-- PROMPT --
Where does the string "pitch" occur in the records? Copy each line that holds it.

(Data extracted from a collection)
++++++++
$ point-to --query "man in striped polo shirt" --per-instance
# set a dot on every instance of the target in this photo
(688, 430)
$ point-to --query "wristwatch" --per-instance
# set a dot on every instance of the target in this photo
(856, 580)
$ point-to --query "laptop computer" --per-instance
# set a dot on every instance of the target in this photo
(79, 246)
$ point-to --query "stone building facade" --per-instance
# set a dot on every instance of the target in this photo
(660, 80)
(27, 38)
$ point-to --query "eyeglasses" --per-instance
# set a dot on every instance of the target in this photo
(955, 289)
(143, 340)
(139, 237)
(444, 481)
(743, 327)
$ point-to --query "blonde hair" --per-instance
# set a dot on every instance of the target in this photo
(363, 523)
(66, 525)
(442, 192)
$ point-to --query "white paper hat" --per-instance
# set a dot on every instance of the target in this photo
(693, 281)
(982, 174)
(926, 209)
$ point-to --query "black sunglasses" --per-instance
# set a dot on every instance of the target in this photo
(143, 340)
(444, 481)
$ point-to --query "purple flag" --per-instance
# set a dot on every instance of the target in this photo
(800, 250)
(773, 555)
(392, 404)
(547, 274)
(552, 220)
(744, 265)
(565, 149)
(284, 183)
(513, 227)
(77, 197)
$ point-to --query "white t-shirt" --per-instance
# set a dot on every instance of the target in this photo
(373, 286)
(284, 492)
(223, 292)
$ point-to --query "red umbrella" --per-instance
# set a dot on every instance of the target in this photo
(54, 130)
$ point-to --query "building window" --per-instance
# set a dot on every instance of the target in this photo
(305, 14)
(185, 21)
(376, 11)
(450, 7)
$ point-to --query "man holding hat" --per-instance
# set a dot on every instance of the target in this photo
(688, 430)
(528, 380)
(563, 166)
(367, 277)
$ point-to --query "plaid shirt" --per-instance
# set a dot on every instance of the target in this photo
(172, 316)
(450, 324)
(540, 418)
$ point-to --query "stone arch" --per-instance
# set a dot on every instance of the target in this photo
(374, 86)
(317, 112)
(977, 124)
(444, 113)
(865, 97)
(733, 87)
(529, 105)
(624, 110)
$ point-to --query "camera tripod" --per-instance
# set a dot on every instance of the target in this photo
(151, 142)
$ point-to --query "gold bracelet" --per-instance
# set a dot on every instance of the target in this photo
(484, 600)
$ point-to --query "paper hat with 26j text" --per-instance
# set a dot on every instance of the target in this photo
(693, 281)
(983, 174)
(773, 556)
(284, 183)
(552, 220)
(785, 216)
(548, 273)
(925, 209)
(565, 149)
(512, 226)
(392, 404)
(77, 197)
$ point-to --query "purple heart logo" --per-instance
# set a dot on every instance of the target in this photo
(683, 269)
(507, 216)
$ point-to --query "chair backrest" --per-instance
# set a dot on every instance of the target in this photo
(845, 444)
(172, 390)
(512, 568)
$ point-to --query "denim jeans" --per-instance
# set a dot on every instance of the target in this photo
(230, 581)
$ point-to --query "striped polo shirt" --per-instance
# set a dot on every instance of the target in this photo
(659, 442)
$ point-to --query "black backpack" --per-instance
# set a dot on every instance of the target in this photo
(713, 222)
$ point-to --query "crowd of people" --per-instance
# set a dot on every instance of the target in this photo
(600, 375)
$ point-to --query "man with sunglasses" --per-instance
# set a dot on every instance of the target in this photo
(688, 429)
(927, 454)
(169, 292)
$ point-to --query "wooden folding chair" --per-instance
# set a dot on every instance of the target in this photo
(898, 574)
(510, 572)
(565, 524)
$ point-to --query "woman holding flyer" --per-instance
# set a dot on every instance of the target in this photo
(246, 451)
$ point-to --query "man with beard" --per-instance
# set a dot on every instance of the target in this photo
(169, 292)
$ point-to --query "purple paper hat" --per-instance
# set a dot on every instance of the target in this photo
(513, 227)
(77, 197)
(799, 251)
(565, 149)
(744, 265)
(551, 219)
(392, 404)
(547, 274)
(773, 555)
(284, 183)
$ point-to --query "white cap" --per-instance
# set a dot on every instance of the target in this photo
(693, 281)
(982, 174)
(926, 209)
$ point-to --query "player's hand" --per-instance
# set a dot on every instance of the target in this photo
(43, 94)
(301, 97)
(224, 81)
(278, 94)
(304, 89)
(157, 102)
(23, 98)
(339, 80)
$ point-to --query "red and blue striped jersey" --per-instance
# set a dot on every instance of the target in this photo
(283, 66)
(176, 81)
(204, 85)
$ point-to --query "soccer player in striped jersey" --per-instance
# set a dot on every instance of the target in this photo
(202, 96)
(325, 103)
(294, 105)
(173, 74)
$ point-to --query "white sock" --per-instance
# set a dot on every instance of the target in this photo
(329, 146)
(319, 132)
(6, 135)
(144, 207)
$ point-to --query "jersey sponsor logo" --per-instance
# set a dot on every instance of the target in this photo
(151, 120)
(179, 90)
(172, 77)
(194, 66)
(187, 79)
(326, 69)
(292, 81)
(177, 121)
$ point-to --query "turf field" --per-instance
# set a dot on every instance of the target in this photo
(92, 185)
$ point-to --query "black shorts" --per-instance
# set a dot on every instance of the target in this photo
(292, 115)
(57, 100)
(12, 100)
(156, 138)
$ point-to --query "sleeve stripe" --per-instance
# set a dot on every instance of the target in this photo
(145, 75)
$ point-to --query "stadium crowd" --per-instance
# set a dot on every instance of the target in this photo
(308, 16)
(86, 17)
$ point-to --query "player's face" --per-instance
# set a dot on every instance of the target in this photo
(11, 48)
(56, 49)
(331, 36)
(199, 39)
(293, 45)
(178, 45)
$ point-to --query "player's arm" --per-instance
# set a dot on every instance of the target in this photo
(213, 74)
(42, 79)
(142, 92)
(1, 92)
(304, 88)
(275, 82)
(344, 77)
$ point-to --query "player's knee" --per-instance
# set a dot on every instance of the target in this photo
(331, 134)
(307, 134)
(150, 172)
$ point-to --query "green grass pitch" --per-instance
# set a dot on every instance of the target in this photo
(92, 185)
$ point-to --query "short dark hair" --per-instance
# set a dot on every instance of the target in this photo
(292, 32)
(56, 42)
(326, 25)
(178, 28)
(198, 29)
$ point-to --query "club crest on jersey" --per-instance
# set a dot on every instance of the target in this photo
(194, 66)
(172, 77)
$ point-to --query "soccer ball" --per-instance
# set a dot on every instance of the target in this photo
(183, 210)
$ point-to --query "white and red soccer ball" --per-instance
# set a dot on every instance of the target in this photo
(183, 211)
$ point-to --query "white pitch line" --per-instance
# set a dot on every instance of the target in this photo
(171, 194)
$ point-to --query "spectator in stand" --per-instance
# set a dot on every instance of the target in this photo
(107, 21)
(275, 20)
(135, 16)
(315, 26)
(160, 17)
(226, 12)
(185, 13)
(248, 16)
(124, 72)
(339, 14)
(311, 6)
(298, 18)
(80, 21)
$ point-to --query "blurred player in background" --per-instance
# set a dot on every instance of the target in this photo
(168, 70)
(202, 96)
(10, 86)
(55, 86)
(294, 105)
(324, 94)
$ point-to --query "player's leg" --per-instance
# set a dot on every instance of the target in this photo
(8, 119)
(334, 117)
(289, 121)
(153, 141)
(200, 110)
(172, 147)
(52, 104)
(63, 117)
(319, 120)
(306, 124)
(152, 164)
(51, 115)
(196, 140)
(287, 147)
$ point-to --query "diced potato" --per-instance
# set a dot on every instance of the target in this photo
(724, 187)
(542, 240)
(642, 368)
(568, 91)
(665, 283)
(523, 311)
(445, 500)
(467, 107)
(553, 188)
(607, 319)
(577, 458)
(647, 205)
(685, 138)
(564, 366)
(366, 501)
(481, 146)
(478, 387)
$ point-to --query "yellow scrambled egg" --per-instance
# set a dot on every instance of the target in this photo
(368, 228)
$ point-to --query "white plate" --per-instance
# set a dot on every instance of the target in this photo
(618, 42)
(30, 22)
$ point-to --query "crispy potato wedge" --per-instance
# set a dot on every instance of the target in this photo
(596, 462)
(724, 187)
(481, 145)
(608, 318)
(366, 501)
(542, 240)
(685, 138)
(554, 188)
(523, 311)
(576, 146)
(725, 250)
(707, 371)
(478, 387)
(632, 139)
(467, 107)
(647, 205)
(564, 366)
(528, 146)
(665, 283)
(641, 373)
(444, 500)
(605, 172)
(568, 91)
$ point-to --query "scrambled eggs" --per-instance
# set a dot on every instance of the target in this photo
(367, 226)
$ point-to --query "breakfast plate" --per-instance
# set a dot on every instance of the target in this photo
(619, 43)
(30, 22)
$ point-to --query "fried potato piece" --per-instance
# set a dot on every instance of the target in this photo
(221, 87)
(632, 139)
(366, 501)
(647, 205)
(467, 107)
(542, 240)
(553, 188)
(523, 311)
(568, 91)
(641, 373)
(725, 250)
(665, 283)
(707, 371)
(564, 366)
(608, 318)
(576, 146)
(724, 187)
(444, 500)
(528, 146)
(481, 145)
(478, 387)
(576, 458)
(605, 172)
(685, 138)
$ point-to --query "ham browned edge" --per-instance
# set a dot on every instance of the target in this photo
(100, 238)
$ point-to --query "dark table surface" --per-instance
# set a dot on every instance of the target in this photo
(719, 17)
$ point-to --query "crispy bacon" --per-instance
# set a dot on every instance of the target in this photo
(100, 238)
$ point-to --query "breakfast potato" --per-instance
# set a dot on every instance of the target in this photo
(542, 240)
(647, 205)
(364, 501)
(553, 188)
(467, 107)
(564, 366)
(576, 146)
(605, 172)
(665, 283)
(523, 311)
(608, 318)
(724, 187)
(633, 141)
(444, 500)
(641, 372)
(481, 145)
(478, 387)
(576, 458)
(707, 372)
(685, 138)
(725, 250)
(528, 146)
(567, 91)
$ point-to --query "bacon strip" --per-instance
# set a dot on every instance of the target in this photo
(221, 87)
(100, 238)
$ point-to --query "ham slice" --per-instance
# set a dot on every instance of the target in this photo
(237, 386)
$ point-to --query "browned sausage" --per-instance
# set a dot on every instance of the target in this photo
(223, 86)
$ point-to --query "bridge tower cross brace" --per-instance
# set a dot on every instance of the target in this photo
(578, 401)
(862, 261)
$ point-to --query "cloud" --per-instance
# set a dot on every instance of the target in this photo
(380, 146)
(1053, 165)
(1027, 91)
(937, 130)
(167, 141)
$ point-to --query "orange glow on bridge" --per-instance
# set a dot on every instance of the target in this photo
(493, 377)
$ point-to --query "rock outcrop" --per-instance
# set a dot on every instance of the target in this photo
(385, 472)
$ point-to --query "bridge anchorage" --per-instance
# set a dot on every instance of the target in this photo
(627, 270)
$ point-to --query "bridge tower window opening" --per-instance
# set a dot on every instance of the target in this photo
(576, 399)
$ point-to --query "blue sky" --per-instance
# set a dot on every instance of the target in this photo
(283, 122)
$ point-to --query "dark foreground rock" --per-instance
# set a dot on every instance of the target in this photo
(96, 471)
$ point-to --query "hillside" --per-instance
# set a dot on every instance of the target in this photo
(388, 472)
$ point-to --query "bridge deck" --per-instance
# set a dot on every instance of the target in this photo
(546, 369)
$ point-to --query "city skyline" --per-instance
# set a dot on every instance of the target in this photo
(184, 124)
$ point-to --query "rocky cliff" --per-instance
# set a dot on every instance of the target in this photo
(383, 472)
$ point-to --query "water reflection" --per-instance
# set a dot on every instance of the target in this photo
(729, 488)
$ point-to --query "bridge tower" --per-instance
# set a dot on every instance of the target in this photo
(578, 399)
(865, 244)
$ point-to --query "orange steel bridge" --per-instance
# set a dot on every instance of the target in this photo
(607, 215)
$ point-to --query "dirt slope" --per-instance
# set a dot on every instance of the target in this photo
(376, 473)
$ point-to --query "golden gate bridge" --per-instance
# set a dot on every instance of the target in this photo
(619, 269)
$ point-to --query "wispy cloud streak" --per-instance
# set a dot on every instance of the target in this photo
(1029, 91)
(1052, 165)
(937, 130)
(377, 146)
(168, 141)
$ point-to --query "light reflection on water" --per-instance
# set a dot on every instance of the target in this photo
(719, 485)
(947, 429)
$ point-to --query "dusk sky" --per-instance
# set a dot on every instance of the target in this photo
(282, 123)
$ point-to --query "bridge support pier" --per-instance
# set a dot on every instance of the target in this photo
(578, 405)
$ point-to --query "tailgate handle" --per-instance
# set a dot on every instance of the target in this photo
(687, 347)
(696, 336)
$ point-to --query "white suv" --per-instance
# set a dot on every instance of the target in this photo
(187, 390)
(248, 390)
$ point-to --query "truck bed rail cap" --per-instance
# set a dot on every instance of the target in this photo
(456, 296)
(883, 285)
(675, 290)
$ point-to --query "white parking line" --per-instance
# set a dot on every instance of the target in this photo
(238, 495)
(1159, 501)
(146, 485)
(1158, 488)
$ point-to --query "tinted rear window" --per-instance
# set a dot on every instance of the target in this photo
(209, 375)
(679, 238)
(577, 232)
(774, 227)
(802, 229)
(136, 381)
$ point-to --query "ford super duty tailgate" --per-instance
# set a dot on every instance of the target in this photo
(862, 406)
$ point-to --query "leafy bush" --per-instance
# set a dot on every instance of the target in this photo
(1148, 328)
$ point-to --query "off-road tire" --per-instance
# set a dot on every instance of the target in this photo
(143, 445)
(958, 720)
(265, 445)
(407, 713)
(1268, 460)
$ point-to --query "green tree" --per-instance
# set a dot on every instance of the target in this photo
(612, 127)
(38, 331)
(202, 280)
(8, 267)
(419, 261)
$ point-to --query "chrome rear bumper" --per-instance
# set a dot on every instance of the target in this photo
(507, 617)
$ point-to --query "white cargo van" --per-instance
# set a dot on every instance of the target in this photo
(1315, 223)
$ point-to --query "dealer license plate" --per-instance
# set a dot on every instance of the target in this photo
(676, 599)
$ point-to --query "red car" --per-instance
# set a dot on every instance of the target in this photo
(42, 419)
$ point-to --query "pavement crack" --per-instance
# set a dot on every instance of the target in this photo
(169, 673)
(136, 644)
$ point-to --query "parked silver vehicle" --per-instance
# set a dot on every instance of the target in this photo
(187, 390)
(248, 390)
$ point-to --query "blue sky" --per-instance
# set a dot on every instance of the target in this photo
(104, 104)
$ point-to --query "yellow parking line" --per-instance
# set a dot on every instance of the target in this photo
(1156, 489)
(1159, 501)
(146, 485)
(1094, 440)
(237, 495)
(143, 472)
++++++++
-- RESPONSE --
$ point-to --query "green grass pitch" --per-instance
$ point-to --query "white pitch line" --per-instance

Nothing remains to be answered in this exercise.